| Record excerpts |
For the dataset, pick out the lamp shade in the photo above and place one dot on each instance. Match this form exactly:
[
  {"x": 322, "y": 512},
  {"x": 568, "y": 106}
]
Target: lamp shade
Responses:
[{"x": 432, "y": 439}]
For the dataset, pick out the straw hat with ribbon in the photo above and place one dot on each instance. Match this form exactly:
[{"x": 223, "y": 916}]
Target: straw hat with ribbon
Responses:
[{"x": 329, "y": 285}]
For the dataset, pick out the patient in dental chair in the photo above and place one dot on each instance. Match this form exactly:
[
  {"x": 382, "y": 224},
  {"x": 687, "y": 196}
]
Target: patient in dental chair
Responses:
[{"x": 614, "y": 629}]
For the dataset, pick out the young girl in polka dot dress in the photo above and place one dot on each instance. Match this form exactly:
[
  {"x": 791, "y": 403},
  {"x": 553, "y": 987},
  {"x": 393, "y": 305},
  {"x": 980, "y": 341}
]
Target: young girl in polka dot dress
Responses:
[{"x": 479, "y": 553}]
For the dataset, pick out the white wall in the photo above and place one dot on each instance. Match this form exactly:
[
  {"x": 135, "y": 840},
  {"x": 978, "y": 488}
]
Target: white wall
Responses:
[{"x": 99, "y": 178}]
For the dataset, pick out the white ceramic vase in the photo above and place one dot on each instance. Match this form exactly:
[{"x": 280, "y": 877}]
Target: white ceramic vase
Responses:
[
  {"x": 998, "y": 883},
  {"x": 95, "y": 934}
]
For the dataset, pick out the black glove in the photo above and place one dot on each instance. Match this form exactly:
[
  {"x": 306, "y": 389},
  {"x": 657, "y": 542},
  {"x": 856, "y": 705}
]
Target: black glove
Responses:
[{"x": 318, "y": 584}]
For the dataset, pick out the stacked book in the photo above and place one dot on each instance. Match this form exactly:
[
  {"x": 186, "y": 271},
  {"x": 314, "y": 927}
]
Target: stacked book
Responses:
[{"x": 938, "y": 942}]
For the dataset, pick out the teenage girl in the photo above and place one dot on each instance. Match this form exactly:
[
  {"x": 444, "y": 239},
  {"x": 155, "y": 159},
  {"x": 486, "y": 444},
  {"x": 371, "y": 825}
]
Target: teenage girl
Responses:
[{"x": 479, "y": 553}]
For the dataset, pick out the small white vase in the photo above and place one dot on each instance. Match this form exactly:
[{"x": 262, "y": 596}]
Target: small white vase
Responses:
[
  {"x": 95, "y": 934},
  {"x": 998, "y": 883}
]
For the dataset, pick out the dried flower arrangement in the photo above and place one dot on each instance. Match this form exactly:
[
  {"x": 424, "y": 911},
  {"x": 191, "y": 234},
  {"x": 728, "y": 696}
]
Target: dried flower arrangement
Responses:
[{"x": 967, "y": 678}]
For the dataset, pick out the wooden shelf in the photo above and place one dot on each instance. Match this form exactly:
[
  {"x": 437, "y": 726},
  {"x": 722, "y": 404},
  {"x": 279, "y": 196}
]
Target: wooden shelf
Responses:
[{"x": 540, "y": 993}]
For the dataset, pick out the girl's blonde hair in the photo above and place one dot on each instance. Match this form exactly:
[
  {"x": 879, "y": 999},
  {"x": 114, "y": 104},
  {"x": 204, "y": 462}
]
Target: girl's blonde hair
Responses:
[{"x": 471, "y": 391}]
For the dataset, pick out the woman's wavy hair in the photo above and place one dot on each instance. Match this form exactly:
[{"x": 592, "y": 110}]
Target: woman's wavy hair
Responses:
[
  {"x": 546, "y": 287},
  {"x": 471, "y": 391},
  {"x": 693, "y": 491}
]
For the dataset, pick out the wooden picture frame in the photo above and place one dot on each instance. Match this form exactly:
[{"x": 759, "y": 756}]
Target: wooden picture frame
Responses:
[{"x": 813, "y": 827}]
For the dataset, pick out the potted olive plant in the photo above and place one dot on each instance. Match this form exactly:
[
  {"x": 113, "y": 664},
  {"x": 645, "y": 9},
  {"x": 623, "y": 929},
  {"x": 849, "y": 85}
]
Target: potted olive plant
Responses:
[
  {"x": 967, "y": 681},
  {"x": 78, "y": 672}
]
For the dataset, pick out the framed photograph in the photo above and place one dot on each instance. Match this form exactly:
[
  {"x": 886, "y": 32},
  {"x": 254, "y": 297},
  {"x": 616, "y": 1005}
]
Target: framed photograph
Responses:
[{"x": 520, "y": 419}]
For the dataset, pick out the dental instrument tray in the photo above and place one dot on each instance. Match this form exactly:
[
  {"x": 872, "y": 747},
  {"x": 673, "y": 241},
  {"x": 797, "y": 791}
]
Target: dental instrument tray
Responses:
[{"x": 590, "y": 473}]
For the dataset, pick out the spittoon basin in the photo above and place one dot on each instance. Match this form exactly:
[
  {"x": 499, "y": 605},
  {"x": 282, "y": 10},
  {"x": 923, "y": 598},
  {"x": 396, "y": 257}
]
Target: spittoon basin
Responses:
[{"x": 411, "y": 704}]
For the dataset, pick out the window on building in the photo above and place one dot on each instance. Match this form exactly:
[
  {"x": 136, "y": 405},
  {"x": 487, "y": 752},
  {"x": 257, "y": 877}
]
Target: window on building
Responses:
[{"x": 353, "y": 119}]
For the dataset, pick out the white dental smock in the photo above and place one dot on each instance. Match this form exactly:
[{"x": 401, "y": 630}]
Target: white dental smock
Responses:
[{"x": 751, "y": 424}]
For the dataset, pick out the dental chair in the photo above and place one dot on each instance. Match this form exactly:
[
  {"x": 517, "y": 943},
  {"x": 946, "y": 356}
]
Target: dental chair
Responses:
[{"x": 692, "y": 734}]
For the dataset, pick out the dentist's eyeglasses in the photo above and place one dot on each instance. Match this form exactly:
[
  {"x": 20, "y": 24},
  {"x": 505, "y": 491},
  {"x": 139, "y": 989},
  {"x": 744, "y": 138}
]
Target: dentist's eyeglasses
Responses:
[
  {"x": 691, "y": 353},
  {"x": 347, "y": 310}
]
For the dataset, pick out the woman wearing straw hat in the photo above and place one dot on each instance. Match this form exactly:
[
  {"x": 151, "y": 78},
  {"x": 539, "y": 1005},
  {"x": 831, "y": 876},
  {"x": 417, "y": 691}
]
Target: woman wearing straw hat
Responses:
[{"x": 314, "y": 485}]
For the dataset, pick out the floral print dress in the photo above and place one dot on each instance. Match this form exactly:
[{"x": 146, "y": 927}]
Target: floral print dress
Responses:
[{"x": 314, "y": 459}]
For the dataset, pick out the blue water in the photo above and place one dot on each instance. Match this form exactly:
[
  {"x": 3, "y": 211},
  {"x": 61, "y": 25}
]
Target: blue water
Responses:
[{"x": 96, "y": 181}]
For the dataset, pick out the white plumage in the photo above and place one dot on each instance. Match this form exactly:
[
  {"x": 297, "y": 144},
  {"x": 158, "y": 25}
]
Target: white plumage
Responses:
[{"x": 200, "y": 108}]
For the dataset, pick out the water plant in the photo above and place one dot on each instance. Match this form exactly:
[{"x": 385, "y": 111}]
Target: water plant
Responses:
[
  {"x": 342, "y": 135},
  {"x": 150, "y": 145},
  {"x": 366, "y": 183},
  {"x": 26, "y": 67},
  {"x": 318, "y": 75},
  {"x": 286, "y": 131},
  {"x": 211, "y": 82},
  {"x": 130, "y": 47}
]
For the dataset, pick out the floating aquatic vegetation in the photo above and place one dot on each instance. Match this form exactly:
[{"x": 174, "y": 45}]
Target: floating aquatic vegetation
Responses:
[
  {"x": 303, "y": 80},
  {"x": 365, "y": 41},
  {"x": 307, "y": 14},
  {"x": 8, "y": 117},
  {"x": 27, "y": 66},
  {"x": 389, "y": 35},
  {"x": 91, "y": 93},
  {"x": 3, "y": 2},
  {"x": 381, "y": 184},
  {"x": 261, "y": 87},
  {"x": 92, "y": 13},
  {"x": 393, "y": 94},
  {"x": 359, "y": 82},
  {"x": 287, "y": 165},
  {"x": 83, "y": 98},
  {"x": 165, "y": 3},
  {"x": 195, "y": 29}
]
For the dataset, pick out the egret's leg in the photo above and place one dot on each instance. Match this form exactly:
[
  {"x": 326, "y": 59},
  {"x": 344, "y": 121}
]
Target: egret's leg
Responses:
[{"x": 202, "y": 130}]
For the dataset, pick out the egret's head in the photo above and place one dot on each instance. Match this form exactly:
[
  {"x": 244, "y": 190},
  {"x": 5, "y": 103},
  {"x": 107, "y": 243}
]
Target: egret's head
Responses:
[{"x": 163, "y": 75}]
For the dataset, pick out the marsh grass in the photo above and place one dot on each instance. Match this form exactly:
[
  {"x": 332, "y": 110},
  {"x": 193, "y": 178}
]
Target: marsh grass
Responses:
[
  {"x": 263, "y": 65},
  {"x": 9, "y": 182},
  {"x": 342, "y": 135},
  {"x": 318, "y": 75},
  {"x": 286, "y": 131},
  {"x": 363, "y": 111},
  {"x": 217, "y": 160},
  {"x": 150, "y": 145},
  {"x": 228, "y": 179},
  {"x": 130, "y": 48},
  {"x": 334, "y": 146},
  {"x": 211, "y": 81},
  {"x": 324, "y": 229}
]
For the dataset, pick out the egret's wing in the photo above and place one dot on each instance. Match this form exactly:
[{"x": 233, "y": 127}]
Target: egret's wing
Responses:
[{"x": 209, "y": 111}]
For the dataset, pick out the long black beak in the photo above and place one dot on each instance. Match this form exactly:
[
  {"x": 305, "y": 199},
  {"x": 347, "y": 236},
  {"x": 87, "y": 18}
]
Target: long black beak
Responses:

| Task |
Reproduce the listing word for word from its first line up to and including the line with "Target: straw hat with ribbon". Give no other lines.

| Solved exercise |
For the dataset, pick out the lamp shade in the photo above and place one dot on each instance. Match this form exactly:
[
  {"x": 322, "y": 512},
  {"x": 568, "y": 106}
]
Target: lamp shade
Responses:
[{"x": 432, "y": 439}]
For the dataset, pick out the straw hat with ribbon in the photo above and place one dot on each instance. Match this form exactly:
[{"x": 223, "y": 916}]
Target: straw hat with ribbon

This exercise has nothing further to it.